■ Exercise details: Every line below should be copied exactly; drop the pictures.

Position identification records:
^^^^^^^^
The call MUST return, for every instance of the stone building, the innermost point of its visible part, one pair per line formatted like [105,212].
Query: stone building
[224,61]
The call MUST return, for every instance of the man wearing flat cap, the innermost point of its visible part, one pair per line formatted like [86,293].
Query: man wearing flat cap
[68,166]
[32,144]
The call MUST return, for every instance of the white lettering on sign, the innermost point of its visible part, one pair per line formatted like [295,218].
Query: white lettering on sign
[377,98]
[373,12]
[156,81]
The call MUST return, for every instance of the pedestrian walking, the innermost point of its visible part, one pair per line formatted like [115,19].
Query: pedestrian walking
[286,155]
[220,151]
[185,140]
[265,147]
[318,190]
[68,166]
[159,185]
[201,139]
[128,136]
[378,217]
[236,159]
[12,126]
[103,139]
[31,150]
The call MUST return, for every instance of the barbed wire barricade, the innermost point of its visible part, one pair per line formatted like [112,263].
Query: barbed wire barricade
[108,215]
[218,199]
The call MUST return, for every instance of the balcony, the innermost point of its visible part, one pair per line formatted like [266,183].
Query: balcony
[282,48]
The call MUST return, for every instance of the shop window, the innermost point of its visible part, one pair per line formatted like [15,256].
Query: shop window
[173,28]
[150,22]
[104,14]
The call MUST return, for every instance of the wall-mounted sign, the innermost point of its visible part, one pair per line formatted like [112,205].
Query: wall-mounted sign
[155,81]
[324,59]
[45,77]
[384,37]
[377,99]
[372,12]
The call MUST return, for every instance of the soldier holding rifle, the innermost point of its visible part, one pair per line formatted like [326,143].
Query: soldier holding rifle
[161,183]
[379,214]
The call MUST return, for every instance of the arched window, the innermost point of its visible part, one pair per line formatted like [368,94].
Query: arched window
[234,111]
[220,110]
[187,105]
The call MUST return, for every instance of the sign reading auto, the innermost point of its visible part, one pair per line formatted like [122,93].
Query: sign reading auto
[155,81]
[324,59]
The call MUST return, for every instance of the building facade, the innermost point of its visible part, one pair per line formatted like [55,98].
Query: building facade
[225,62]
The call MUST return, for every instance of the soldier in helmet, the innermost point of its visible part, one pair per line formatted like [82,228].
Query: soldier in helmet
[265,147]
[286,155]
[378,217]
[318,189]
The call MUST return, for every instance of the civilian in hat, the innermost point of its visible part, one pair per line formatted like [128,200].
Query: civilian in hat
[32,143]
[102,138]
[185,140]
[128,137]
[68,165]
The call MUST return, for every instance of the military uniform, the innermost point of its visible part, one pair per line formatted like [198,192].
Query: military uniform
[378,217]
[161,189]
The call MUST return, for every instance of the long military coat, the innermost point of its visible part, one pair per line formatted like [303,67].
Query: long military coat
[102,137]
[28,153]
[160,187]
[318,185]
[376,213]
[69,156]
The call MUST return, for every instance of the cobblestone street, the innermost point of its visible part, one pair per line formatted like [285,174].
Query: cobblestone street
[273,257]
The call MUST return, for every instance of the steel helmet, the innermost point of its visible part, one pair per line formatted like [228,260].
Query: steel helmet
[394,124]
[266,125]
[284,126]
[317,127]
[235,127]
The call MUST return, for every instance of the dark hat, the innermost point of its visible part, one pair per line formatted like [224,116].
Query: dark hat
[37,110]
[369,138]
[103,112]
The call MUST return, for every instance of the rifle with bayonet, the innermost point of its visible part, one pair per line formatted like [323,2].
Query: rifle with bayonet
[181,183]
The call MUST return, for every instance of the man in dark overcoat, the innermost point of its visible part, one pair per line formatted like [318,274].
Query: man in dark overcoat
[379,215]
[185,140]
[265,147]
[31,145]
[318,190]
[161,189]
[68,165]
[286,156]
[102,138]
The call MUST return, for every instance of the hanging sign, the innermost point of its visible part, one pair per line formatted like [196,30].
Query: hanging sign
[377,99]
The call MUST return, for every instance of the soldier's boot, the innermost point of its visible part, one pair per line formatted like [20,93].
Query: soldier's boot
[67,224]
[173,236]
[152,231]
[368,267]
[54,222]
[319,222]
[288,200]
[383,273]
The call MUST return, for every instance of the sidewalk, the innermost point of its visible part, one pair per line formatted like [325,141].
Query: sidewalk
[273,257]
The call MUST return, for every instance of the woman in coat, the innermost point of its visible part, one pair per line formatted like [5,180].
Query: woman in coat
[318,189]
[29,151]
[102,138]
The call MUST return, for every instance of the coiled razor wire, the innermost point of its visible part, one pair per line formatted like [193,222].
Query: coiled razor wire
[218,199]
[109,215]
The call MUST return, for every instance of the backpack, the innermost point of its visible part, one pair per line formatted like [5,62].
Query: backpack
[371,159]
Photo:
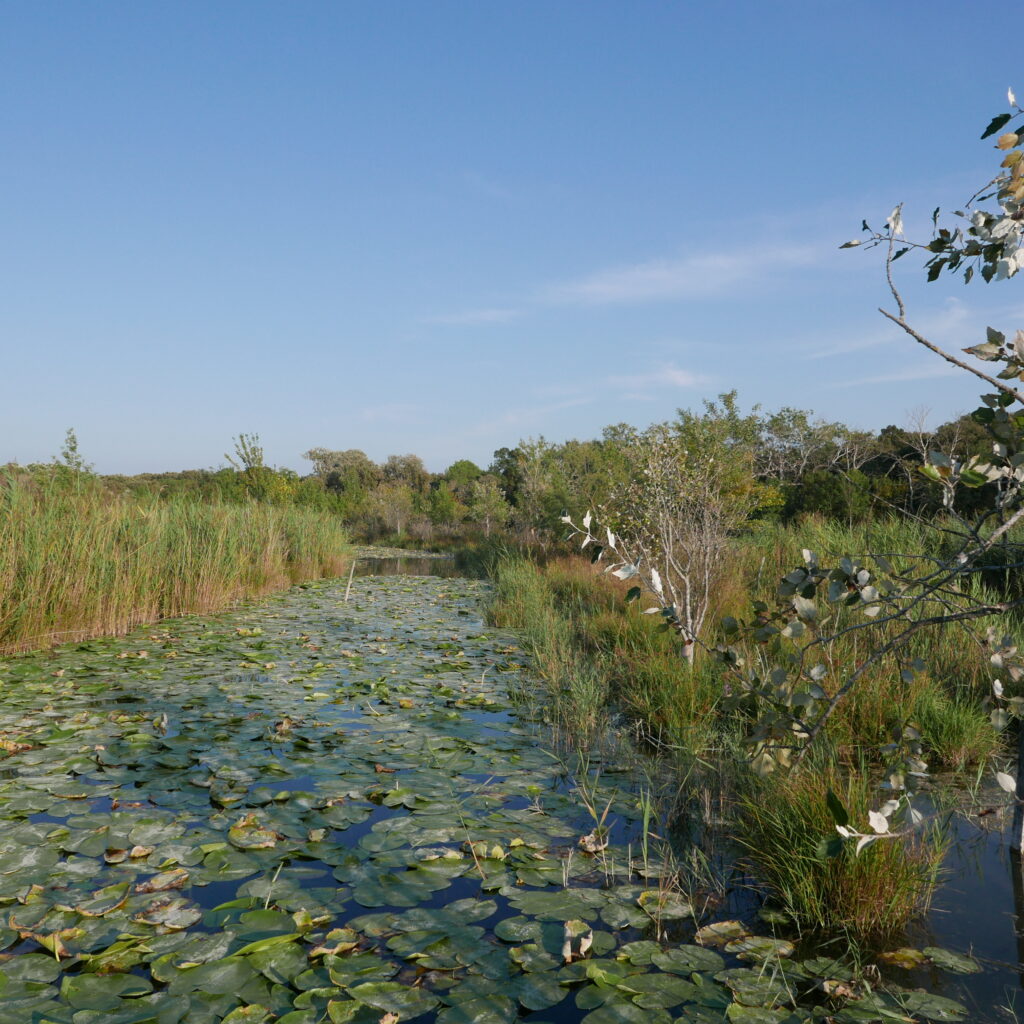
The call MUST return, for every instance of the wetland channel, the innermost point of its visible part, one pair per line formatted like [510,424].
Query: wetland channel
^^^^^^^^
■ Response to this exercise:
The call MUST return, for every instance of the stone building, the innermost point of its visible part, one pair per line formatted like [105,212].
Query: stone building
[224,61]
The call MUST return, for every instance of the man wearing flat cap, the innermost point of its visible part, one pair per line formatted like [86,293].
Query: man wearing flat cap
[68,166]
[32,144]
The call MUST return, for every instance of the white lettering on sign, the innermost point of its visible part, one pair per line formatted like [295,218].
Query: white lettering on sign
[377,98]
[373,12]
[156,81]
The call MUST return, for every instance of the pedestrian walking, the innermost point of its visible part, one pair per line formatted like [115,19].
Query: pedestrian walking
[286,155]
[220,151]
[185,140]
[265,147]
[318,190]
[68,166]
[159,185]
[201,139]
[128,136]
[378,217]
[236,159]
[12,126]
[103,139]
[31,150]
The call MUST return, for every instance of the barbed wire barricade, the innermost point of its visible part, one pair per line formatted like [112,263].
Query: barbed wire barricade
[108,215]
[218,199]
The call MUST return, for every instance of the balcony, the innermost point of its visible part, one pair per line formatted like [266,183].
Query: balcony
[282,48]
The call MUST return, for every instance of the shop window, the innermost point of its visible part, one pair per line formatted like [15,256].
Query: shop window
[173,28]
[150,22]
[104,14]
The call MUST return, for every instance of the wall-mounted sign, the innermost point of its visible part, one pair per line formatted like [112,205].
Query: wall-mounted sign
[155,81]
[324,59]
[45,77]
[384,37]
[377,99]
[372,12]
The call MUST return, for every instance of the soldier holding rifle, the innermost point of its visible part, one pair per line formatted like [326,143].
Query: soldier holding rifle
[161,183]
[379,214]
The call MUST return, for every instance of the arched window, the innermost point of its visible part, one pair per line formatted like [368,94].
Query: arched window
[234,111]
[220,110]
[187,105]
The call MUST return, for every instance of the sign reading auto, the innermost point of its visible part, one pair per line formatted like [122,93].
Query: sign reading auto
[155,81]
[324,59]
The call MUST return, for every instance of the building facade, the innermost point of its visible part, one pair per line formatted like [55,98].
Query: building facade
[225,62]
The call MUST return, for every instance of the soldier in helmet, the innermost point of its visible part, one pair per line formatted like [82,228].
Query: soldier in helmet
[265,147]
[286,155]
[378,217]
[318,189]
The call MUST return, for every instance of the civilian in hat, the innermost point of its visible part, one pair per line formatted like [128,200].
Query: civilian in hat
[32,143]
[102,138]
[185,140]
[128,137]
[68,165]
The call MUST return, for every instance of the military uniform, the innermost point of its visible part, one pair per line formatted like [198,192].
Query: military uniform
[378,217]
[161,189]
The call MUST return, for every instance of the long military coat, the innermost point of its visible part, one pair per line formatted like [303,67].
Query: long military coat
[102,137]
[28,153]
[160,187]
[318,185]
[376,213]
[69,156]
The call MUST return, for every instance of the cobblestone street, the innermost point of its visible part, one pair per line formatted like [285,174].
Query: cobblestone street
[273,257]
The call MUST return, for every instance of the steel helmet, the innermost point of its visible part, one pair per line formatted like [228,260].
Query: steel helmet
[394,124]
[266,125]
[284,126]
[317,127]
[235,127]
The call MUST return, for every instance of the dark hat, the innermost point of its visible part, one pair per line formatted like [224,116].
Query: dark hat
[37,110]
[369,138]
[103,112]
The call MUST return, for every instance of the rifle with bayonet, the innermost point of its visible part, one pair per line formatted like [323,2].
Query: rifle with bayonet
[181,183]
The call MUST return, for every instance of the man in dark overcoat, the innermost point of its visible part, one pair per line formatted like [318,274].
Query: man in dark overcoat
[379,215]
[185,140]
[265,147]
[31,145]
[318,190]
[161,189]
[68,165]
[286,156]
[102,138]
The call MUST return, for every instance of the hanging sign, the innermost point of its visible part, one pair per line formatted like [196,30].
Query: hanging sign
[377,99]
The call MUST return, for every instance of the soldier's boot, the innermost point of its visible part, one pair per line formatted like [20,93].
Query: soldier's boot
[67,224]
[173,236]
[152,231]
[368,267]
[54,222]
[319,222]
[288,200]
[383,273]
The call MUST return, for every instance of the sidewalk, the innermost point of its visible part, one pair per line formatted like [325,141].
Query: sidewalk
[273,257]
The call MUST return, for every instance of the woman in coat, the innermost point of its visible part, one pair per line formatted like [5,180].
Query: woman in coat
[318,189]
[29,151]
[102,138]
The call MUST return, for every instance of the coiled razor wire, the innermost point of its visible part, one pair per line formatted like [193,222].
Query: coiled razor wire
[218,199]
[109,215]
The call MUST return, for every instance of the backpack, the innermost point of its visible part, one pair per line formatted like [5,62].
Query: backpack
[371,159]
Photo:
The call MUST return, for every instance of the wetland channel, the innermost point of its visible part, one pair per line formatted like [510,424].
Query: wetland channel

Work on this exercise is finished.